» Problem to solve:
With the pictures set aside, reproduce each entry precisely as it reads.

» Dataset records:

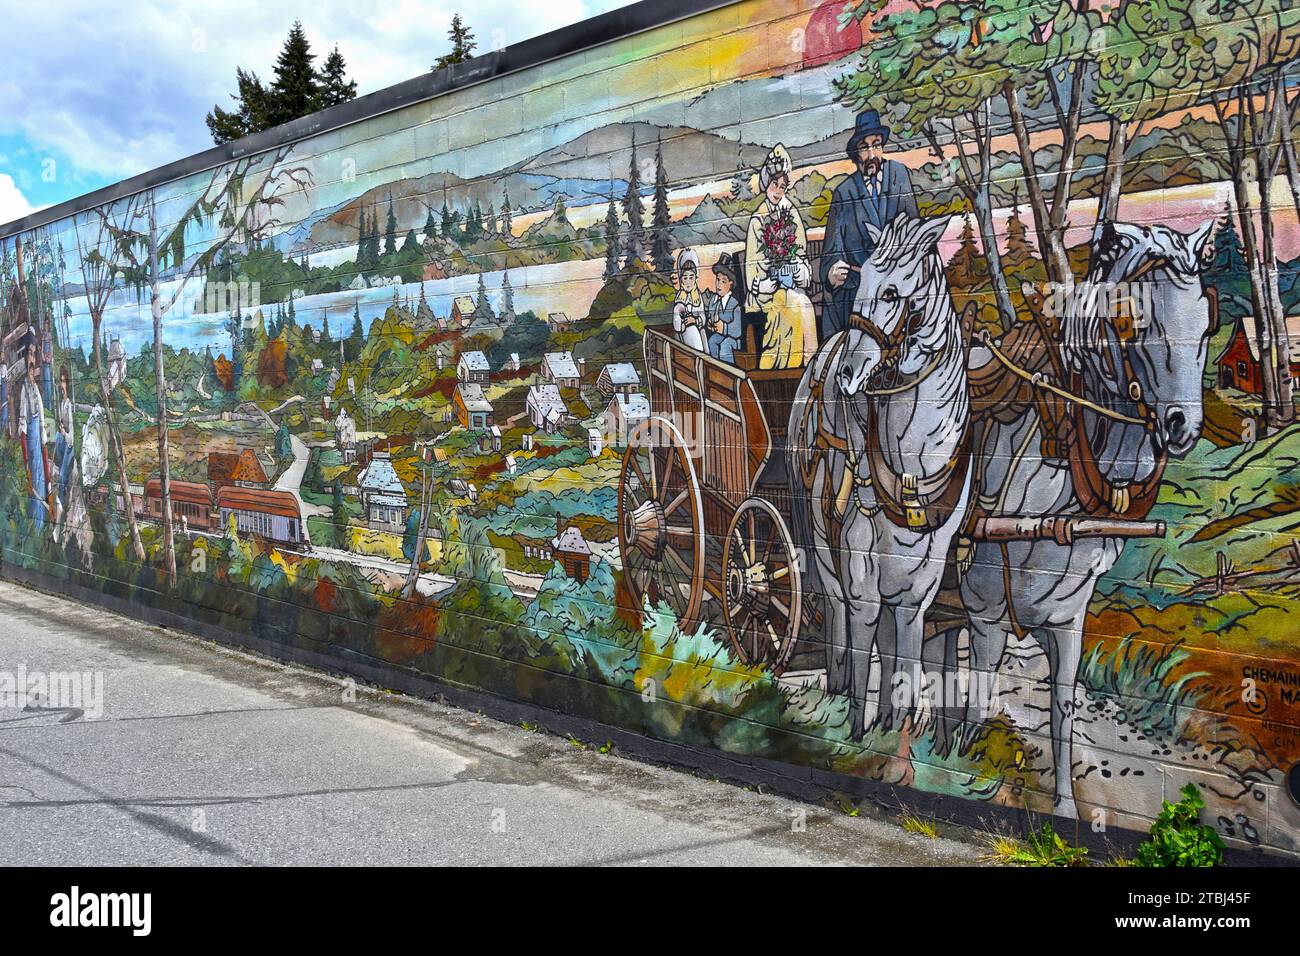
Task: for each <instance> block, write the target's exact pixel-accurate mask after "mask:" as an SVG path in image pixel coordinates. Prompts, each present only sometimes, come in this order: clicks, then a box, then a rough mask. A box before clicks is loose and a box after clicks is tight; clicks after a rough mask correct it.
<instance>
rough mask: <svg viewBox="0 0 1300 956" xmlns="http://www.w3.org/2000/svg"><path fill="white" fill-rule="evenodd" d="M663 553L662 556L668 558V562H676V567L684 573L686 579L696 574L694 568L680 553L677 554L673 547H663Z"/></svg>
mask: <svg viewBox="0 0 1300 956" xmlns="http://www.w3.org/2000/svg"><path fill="white" fill-rule="evenodd" d="M663 555H664V558H667V559H668V562H669V563H672V564H676V566H677V568H680V570H681V572H682V574H685V575H686V580H690V578H693V576H694V574H695V571H694V568H693V567H690V566H689V564H686V561H685V559H684V558H682V557H681V555H680V554H677V551H676V550H675V549H672V548H664V549H663Z"/></svg>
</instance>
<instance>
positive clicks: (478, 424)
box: [451, 382, 491, 429]
mask: <svg viewBox="0 0 1300 956" xmlns="http://www.w3.org/2000/svg"><path fill="white" fill-rule="evenodd" d="M451 403H452V406H455V410H456V420H458V421H459V423H460V425H461V428H471V429H473V428H487V427H489V425H491V402H489V401H487V397H486V395H484V386H482V385H474V384H472V382H460V384H459V385H456V390H455V392H454V393H451Z"/></svg>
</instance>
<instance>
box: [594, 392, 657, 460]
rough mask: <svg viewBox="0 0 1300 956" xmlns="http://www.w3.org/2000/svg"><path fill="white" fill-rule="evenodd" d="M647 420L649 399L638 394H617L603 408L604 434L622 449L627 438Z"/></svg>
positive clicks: (648, 416)
mask: <svg viewBox="0 0 1300 956" xmlns="http://www.w3.org/2000/svg"><path fill="white" fill-rule="evenodd" d="M649 418H650V399H649V398H646V397H645V395H643V394H642V393H640V392H636V393H633V394H630V395H625V394H623V393H621V392H619V393H616V394H615V395H614V398H611V399H610V405H608V406H606V408H604V433H606V436H608V438H610V441H612V442H614V444H615V445H617V446H620V447H624V446H627V444H628V436H629V434H632V432H634V431H636V428H637V425H640V424H641V423H642V421H646V420H649Z"/></svg>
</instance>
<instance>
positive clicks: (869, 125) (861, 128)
mask: <svg viewBox="0 0 1300 956" xmlns="http://www.w3.org/2000/svg"><path fill="white" fill-rule="evenodd" d="M867 137H880V142H881V143H888V142H889V127H888V126H885V125H884V124H881V122H880V113H878V112H876V111H875V109H867V111H863V112H862V113H858V122H857V125H855V126H854V129H853V135H852V137H850V138H849V152H850V153H853V152H855V151H857V148H858V144H859V143H861V142H862V140H863V139H866V138H867Z"/></svg>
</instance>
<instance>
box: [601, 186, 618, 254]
mask: <svg viewBox="0 0 1300 956" xmlns="http://www.w3.org/2000/svg"><path fill="white" fill-rule="evenodd" d="M620 255H621V252H620V250H619V208H617V206H615V203H614V182H612V181H611V182H610V207H608V208H607V209H606V211H604V277H606V278H614V277H615V276H617V274H620V272H621V269H620V268H619V259H620Z"/></svg>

» Worked solution:
Task: for each <instance> block, write the target's exact pixel-accurate mask after "mask:" as an SVG path in image pixel coordinates. Prompts, each present only sometimes, come in this order: clicks, then a box, then a rough mask. A box before clicks is loose and a box after clicks is tight; clicks after a rough mask correct it.
<instance>
rough mask: <svg viewBox="0 0 1300 956" xmlns="http://www.w3.org/2000/svg"><path fill="white" fill-rule="evenodd" d="M663 553L662 556L668 558V562H676V567L684 573L686 579L696 574L694 568L680 553L677 554L673 547H663Z"/></svg>
mask: <svg viewBox="0 0 1300 956" xmlns="http://www.w3.org/2000/svg"><path fill="white" fill-rule="evenodd" d="M663 555H664V558H667V559H668V562H669V563H672V564H676V566H677V568H680V570H681V572H682V574H685V575H686V580H690V578H693V576H694V574H695V571H694V568H693V567H690V566H689V564H686V561H685V559H684V558H682V557H681V555H680V554H677V551H676V550H675V549H672V548H664V549H663Z"/></svg>
</instance>
<instance>
positive clicks: (478, 424)
box: [451, 382, 491, 429]
mask: <svg viewBox="0 0 1300 956" xmlns="http://www.w3.org/2000/svg"><path fill="white" fill-rule="evenodd" d="M451 403H452V406H455V410H456V420H458V421H459V423H460V425H461V428H471V429H473V428H487V427H489V425H491V402H489V401H487V397H486V395H484V386H482V385H474V384H472V382H460V384H459V385H456V390H455V392H454V393H451Z"/></svg>
</instance>
<instance>
box: [594, 392, 657, 460]
rough mask: <svg viewBox="0 0 1300 956" xmlns="http://www.w3.org/2000/svg"><path fill="white" fill-rule="evenodd" d="M647 420L649 399L638 394H617L603 408L604 434L622 449L627 438Z"/></svg>
positive clicks: (648, 416)
mask: <svg viewBox="0 0 1300 956" xmlns="http://www.w3.org/2000/svg"><path fill="white" fill-rule="evenodd" d="M649 418H650V399H649V398H646V397H645V395H643V394H642V393H640V392H636V393H633V394H630V395H625V394H623V393H621V392H619V393H616V394H615V395H614V398H611V399H610V405H608V406H606V408H604V433H606V436H608V438H610V441H612V442H614V444H615V445H617V446H620V447H624V446H627V444H628V436H629V434H632V432H634V431H636V428H637V425H640V424H641V423H642V421H646V420H649Z"/></svg>
</instance>
<instance>
positive clicks: (869, 125) (861, 128)
mask: <svg viewBox="0 0 1300 956" xmlns="http://www.w3.org/2000/svg"><path fill="white" fill-rule="evenodd" d="M867 137H880V142H881V143H888V142H889V127H888V126H885V125H884V124H881V122H880V113H878V112H876V111H875V109H867V111H863V112H862V113H858V122H857V125H855V126H854V129H853V135H852V137H850V138H849V152H850V153H853V152H855V151H857V148H858V144H859V143H861V142H862V140H863V139H866V138H867Z"/></svg>
</instance>
<instance>
box: [601, 186, 618, 254]
mask: <svg viewBox="0 0 1300 956" xmlns="http://www.w3.org/2000/svg"><path fill="white" fill-rule="evenodd" d="M620 255H621V252H620V250H619V208H617V206H615V203H614V182H612V181H611V182H610V207H608V208H607V209H606V211H604V277H606V278H614V277H615V276H617V274H620V272H621V269H620V268H619V259H620Z"/></svg>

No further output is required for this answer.